[Extracted data entries]
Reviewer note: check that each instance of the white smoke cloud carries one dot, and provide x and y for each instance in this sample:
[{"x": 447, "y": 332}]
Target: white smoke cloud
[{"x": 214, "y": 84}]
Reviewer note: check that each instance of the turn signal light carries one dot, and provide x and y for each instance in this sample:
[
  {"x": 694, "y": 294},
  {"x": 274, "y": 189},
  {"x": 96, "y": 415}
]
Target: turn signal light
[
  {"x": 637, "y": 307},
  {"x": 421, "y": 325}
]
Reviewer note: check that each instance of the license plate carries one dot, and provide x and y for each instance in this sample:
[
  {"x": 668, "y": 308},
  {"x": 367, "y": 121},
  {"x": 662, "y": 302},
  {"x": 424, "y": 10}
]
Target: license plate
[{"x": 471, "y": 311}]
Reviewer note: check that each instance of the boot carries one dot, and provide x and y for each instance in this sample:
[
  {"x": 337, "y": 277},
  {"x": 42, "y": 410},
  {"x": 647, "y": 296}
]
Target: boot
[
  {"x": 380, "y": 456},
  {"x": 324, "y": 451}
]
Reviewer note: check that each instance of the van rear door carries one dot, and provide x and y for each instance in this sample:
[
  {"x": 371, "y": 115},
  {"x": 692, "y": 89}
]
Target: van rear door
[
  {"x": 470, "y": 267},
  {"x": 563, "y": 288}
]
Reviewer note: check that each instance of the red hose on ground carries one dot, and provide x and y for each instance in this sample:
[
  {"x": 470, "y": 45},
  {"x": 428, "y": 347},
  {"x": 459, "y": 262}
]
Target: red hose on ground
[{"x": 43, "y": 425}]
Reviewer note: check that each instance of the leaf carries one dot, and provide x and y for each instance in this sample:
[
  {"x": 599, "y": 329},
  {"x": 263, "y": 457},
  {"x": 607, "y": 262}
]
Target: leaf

PROMPT — For every line above that has "leaf" in it, copy the line.

SOLUTION FOR THIS TASK —
Reviewer note: check that each instance of the leaf carries one dot, and provide x and y for each instance in this sample:
Target: leaf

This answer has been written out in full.